**Task requirements**
Each line of the listing that includes the string "ceiling" needs to be located and copied.

**Input data**

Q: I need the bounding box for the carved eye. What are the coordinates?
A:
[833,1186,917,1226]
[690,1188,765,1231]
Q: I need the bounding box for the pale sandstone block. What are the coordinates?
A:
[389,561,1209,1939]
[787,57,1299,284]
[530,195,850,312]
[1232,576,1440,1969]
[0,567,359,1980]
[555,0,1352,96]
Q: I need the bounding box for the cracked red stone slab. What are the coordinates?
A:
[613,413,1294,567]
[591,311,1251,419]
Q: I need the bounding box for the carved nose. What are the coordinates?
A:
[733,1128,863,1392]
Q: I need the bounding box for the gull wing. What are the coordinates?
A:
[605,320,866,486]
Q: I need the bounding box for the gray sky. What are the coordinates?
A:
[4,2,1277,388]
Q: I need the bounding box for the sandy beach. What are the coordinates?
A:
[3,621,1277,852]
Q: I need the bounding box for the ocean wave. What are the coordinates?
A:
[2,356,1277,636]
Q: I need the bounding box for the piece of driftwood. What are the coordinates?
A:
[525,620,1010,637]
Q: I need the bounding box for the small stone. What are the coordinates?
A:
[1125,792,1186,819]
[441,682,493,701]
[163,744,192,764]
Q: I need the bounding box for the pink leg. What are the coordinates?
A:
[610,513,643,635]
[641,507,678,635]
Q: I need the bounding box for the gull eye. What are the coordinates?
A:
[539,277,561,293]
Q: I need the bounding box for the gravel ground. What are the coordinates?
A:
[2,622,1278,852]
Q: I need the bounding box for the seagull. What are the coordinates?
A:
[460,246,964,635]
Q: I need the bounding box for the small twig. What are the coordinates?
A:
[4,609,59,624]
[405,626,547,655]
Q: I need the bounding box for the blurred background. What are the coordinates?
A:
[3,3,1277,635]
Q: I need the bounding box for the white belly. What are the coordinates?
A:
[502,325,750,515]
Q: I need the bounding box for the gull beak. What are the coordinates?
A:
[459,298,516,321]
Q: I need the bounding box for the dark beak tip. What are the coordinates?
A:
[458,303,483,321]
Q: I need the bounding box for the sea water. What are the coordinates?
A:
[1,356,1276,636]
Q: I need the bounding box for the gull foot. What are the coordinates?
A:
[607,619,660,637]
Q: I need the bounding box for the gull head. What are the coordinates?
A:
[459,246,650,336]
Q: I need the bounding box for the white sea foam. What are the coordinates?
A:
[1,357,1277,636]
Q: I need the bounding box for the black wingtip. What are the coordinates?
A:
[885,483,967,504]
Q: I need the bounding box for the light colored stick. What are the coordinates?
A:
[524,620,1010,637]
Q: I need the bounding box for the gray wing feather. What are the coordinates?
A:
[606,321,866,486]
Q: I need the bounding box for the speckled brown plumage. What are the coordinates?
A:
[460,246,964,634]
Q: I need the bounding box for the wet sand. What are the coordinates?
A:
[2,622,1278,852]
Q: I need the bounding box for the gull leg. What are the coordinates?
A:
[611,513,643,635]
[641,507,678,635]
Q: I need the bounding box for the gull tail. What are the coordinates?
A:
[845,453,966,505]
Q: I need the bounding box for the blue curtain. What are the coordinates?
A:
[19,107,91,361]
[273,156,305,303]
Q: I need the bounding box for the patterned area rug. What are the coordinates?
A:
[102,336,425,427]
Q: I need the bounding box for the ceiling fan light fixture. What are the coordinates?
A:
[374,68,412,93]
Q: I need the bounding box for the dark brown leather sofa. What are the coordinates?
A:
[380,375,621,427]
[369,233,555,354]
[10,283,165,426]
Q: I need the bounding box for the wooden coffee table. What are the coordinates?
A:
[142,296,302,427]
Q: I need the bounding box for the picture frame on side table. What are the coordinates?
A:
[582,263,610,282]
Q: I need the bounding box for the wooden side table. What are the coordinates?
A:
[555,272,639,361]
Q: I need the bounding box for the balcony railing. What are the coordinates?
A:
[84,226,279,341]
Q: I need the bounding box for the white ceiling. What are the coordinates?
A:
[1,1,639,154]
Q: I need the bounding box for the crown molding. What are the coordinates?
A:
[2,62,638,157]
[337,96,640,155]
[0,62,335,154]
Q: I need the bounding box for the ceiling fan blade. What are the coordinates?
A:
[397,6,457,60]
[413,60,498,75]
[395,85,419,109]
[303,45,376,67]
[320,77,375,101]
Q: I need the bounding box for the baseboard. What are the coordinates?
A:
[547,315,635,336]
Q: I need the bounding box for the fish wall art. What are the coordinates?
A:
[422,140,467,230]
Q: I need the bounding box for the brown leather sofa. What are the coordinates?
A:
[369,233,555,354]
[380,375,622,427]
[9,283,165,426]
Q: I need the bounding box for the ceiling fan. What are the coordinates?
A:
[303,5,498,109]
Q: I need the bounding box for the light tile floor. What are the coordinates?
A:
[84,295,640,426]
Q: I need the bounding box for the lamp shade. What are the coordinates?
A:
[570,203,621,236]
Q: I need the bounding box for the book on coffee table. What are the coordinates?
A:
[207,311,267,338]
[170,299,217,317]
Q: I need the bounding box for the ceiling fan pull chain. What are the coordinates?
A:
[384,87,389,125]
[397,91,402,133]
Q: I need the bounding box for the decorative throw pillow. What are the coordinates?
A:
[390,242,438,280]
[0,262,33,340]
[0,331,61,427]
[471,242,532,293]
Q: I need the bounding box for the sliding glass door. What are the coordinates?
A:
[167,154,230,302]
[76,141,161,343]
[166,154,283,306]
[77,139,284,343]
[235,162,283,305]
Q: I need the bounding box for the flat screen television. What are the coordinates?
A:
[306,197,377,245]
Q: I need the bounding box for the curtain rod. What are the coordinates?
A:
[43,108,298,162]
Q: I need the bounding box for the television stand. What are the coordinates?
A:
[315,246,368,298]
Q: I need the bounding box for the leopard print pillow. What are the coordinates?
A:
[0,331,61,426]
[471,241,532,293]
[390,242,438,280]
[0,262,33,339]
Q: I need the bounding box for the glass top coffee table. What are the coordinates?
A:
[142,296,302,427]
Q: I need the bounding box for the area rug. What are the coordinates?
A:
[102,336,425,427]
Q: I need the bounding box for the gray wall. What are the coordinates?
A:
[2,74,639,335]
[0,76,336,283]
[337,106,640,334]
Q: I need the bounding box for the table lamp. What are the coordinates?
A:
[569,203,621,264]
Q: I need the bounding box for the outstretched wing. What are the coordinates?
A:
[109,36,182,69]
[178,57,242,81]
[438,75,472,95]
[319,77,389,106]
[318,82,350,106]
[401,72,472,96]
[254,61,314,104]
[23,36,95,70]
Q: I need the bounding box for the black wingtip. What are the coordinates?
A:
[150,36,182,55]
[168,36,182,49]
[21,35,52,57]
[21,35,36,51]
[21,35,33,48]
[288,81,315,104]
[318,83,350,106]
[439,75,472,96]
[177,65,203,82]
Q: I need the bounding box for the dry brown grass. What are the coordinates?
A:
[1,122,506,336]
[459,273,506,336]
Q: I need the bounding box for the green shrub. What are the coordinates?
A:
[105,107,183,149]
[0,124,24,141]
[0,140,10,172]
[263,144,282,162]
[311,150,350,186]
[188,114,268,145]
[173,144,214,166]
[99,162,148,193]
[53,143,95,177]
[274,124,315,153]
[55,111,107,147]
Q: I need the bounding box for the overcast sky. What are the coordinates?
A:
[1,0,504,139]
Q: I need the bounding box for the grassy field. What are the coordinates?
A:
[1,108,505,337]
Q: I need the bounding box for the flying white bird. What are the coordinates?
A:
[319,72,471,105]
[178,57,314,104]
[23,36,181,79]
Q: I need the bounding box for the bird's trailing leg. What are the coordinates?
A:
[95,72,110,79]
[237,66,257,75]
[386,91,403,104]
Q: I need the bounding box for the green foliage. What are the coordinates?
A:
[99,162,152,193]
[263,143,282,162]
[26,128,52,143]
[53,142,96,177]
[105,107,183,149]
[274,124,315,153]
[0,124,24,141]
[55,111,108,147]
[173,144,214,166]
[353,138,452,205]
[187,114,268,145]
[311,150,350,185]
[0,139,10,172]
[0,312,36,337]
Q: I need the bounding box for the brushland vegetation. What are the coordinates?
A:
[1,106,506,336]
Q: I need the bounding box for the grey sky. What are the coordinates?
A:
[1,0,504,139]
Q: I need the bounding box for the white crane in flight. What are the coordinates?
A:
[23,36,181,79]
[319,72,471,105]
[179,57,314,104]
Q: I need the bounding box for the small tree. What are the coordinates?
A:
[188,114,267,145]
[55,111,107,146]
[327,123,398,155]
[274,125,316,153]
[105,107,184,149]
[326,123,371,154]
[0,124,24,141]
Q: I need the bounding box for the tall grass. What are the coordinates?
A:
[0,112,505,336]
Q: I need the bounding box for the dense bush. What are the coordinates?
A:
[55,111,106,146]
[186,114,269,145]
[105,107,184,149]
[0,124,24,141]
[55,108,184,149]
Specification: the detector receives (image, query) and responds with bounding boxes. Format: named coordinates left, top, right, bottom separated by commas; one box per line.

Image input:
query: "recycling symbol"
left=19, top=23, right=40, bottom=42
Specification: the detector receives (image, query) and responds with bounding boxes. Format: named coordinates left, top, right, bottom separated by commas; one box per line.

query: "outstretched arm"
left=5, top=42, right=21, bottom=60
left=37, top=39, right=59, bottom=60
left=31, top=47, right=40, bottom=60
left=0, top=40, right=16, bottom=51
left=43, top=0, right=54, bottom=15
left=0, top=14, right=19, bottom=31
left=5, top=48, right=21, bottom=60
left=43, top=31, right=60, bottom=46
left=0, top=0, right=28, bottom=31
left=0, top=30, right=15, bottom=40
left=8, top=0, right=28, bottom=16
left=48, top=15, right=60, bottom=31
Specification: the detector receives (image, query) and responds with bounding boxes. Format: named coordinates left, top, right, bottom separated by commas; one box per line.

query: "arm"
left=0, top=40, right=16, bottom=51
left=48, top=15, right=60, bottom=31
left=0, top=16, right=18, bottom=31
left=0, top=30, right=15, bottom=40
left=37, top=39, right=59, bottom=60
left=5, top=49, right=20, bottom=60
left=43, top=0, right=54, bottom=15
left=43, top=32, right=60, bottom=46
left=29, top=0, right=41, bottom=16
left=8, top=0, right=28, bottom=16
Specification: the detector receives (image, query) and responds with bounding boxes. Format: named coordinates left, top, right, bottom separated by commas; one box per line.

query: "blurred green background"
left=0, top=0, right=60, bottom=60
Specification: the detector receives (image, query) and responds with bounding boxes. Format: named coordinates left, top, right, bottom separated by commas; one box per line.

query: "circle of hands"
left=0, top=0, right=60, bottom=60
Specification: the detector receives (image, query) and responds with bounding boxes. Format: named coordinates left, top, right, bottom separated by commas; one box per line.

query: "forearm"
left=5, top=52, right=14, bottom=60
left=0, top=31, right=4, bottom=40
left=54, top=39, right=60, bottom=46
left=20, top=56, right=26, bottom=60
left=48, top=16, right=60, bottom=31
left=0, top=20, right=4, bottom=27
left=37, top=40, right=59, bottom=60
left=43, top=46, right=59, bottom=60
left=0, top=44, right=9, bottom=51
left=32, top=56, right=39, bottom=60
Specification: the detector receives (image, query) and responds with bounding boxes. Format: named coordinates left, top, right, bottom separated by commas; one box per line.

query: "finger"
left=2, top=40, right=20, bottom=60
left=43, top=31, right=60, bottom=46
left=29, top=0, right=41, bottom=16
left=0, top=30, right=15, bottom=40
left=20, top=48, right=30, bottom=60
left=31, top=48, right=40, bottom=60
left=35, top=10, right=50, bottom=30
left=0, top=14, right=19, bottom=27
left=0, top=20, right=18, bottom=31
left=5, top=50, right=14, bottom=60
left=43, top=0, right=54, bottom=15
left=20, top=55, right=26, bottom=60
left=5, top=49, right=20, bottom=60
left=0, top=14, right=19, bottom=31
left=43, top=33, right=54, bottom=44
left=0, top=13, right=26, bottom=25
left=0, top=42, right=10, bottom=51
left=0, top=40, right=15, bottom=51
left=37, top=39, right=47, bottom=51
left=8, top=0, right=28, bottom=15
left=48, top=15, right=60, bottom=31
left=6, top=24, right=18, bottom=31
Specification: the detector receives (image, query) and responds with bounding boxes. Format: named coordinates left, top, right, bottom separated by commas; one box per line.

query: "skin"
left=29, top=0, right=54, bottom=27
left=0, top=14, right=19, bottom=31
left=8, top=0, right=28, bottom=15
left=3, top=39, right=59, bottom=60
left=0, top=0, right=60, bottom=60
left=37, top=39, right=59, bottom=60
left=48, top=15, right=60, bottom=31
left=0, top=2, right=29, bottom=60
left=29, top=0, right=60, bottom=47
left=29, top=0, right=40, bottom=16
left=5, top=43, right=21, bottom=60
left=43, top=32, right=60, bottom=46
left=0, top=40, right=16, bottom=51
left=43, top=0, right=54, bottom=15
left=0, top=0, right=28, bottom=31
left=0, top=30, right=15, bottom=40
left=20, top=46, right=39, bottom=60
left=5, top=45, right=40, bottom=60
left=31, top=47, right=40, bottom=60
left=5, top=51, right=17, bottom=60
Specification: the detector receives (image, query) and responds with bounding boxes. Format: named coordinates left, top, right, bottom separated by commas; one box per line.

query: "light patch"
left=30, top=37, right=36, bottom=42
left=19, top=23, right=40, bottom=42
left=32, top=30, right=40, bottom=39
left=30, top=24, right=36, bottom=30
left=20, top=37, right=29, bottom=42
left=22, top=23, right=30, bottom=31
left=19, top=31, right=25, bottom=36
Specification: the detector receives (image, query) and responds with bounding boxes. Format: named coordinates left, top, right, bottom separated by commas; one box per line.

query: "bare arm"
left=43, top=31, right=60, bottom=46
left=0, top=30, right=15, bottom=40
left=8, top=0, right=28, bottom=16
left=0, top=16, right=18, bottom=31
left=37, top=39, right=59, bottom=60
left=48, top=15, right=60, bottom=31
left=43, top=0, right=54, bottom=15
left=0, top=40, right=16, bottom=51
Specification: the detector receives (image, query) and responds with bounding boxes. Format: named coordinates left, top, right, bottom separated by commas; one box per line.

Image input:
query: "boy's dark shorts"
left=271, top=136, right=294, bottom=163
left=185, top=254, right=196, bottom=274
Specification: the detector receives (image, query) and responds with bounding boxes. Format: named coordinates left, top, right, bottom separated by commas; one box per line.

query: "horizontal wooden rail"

**Your response**
Q: I need the bounding box for the ceiling fan light fixture. What are the coordinates?
Q: I need the bounding box for the white ceiling. What are the coordinates?
Q: I need the bounding box for the ceiling fan blade. What are the coordinates?
Q: I need the bounding box for the ceiling fan. What are the coordinates?
Q: I need the bounding box for the ceiling fan pull chain. What are the coordinates?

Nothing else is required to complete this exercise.